** DOCUMENT EXTRACT **
•••
Sania's eponymously-named DIY computer box is powered by a Raspberry Pi Model 4 and comes with everything needed to create your own PC, barring a screen. Unlike some products supposedly aimed at inspiring kids to learn computing and electronics skills, the Sania Box computer can be built and used by children aged eight and above without adult supervision. In doing so, they’ll develop crucial STEM (science, technology, engineeering and maths) skills that will stand them in good stead both at school and outside the classroom.
Sania’s build-it-yourself computer comes with a Raspberry Pi 4, a keyboard, mouse and cables, plus a bespoke add-on board containing a variety of code. The preinstalled Python code is intended to help those with limited coding experience to jump straight into exploring its possibilities. Python scripts for electronics and IoT (internet of things) projects are included.

Once the Sania Box owner has mastered the codes that come with the device further codes can be downloaded from the Sania Box website. Sania envisages users "never running out of new codes to learn" and believes coding is critical to developing creativity and problem-solving skills.
•••
** SHORT TASK 1 **
Convert the rows, from their start through the line containing "220 91 L 222", into a JSON list of strings with one string per line. Skip blank lines and leave out the pictures.

** RECORDS TO PROCESS **
•••
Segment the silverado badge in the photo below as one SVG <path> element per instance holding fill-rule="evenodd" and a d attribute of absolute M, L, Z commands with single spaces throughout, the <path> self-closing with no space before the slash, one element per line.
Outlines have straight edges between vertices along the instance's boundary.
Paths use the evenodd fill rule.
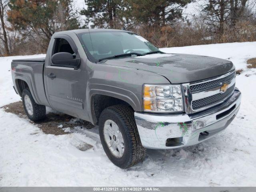
<path fill-rule="evenodd" d="M 220 91 L 222 91 L 222 92 L 225 92 L 228 89 L 228 84 L 226 83 L 224 83 L 220 87 Z"/>

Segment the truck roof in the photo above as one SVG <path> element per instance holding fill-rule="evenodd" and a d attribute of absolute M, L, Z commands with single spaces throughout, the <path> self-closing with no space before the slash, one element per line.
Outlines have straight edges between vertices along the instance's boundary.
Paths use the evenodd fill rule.
<path fill-rule="evenodd" d="M 119 29 L 74 29 L 73 30 L 70 30 L 70 31 L 71 31 L 76 34 L 78 34 L 81 33 L 88 32 L 89 30 L 90 32 L 99 32 L 99 31 L 102 31 L 102 32 L 113 31 L 113 32 L 127 32 L 129 33 L 133 32 L 131 31 L 126 31 L 125 30 L 121 30 Z M 64 32 L 62 31 L 60 32 L 57 32 L 56 33 L 62 33 L 63 32 Z"/>

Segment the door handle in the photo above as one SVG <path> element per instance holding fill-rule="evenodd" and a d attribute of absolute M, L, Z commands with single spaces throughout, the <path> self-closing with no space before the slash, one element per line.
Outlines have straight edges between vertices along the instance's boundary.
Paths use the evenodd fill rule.
<path fill-rule="evenodd" d="M 52 79 L 53 79 L 56 77 L 56 76 L 54 75 L 54 74 L 53 73 L 51 73 L 50 74 L 48 74 L 47 75 L 47 76 Z"/>

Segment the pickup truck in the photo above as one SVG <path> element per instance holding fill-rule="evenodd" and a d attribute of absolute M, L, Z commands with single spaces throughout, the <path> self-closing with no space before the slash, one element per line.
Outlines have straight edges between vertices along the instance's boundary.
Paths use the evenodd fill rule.
<path fill-rule="evenodd" d="M 44 118 L 48 106 L 98 125 L 107 156 L 122 168 L 143 161 L 146 148 L 213 137 L 240 106 L 230 61 L 165 53 L 125 30 L 56 32 L 45 58 L 13 60 L 11 68 L 30 120 Z"/>

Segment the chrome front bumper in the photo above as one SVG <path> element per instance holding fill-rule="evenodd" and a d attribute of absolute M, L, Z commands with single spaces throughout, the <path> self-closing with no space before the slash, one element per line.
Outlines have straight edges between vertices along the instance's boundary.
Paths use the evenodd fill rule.
<path fill-rule="evenodd" d="M 224 102 L 196 114 L 135 112 L 142 144 L 145 148 L 172 149 L 200 143 L 228 126 L 237 114 L 240 101 L 241 93 L 236 88 Z"/>

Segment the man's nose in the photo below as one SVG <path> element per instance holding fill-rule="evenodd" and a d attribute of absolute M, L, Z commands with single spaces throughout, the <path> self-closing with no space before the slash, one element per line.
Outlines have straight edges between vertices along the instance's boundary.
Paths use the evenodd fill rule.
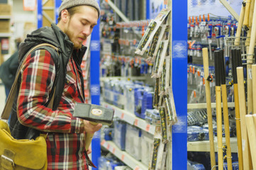
<path fill-rule="evenodd" d="M 86 26 L 83 30 L 83 34 L 87 36 L 89 36 L 91 34 L 91 28 L 90 26 Z"/>

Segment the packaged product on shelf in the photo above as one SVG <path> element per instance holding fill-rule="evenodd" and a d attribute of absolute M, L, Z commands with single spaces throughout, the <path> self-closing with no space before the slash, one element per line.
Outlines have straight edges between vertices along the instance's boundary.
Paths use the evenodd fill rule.
<path fill-rule="evenodd" d="M 153 92 L 151 88 L 143 87 L 143 89 L 135 89 L 134 105 L 135 115 L 140 118 L 145 119 L 146 109 L 152 109 Z"/>
<path fill-rule="evenodd" d="M 187 127 L 187 141 L 208 140 L 208 130 L 199 126 Z"/>
<path fill-rule="evenodd" d="M 132 170 L 127 166 L 117 166 L 115 167 L 115 170 Z"/>
<path fill-rule="evenodd" d="M 198 162 L 187 160 L 187 170 L 205 170 L 204 166 Z"/>
<path fill-rule="evenodd" d="M 161 131 L 162 131 L 162 142 L 163 143 L 167 143 L 167 125 L 166 113 L 164 107 L 159 108 L 159 113 L 161 118 Z"/>
<path fill-rule="evenodd" d="M 141 131 L 140 129 L 135 126 L 126 125 L 126 152 L 138 161 L 140 161 L 142 157 Z"/>
<path fill-rule="evenodd" d="M 126 149 L 126 123 L 120 120 L 115 120 L 113 142 L 120 149 Z"/>
<path fill-rule="evenodd" d="M 101 156 L 98 159 L 99 170 L 115 170 L 118 166 L 123 166 L 123 163 L 117 160 L 112 155 Z"/>
<path fill-rule="evenodd" d="M 148 48 L 148 45 L 152 40 L 155 33 L 162 22 L 165 21 L 165 18 L 168 16 L 169 11 L 170 10 L 169 9 L 162 9 L 157 15 L 157 16 L 150 21 L 143 38 L 141 39 L 136 49 L 136 54 L 140 55 L 143 55 L 144 52 Z"/>
<path fill-rule="evenodd" d="M 160 125 L 160 115 L 159 111 L 157 109 L 147 109 L 145 111 L 145 120 L 151 125 Z"/>
<path fill-rule="evenodd" d="M 105 140 L 113 140 L 114 129 L 112 128 L 105 128 L 104 129 L 104 135 Z"/>
<path fill-rule="evenodd" d="M 153 149 L 154 136 L 149 132 L 142 130 L 141 134 L 141 162 L 148 165 L 150 162 L 150 155 Z"/>
<path fill-rule="evenodd" d="M 160 126 L 155 127 L 153 150 L 150 162 L 150 169 L 165 169 L 167 144 L 162 142 Z"/>

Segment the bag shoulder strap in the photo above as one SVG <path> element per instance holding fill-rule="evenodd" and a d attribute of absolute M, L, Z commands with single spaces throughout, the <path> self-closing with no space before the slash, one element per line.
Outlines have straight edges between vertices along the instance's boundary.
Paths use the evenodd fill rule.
•••
** SHORT TASK 2 **
Carry on the text about the Sania Box computer kit from where it stops.

** EXERCISE ANSWER 1 **
[
  "Segment the silverado badge in the photo below as one SVG <path> element per instance holding fill-rule=\"evenodd\" and a d attribute of absolute M, L, Z commands with single spaces throughout, the <path> self-closing with no space before the slash, one element per line.",
  "Outlines have straight edges between vertices along the instance's boundary.",
  "Paths use the evenodd fill rule.",
  "<path fill-rule=\"evenodd\" d=\"M 220 91 L 222 91 L 222 92 L 225 92 L 228 89 L 228 84 L 226 83 L 224 83 L 220 87 Z\"/>"
]

** EXERCISE ANSWER 2 **
The DIY computer kit was designed and developed by Silicon Valley startup Moonshot Junior, a startup that specifically caters for STEAM products and the youth entrepreneur market. Sania Box is currently fundraising through a Kickstarter campaign and will then be available from either Moonshot Jr or Sania's own website.
Sania has ambitions beyond product development, however. She has already published five books and she intends Sania Box to be an “embedded computer [used] as an interactive tool for educational outreach”. With this in mind she recently visited underprivileged parts of India, showing off the possibilities of coding.
“I became interested in programming because programming makes up so many things in our lives. Everything I was interested in, such as robotics and computer science, was possible due to programming. I wanted to learn it so I could make things from code too,” says Sania. She hopes that, through Sania Box and code, other children will be similarly inspired.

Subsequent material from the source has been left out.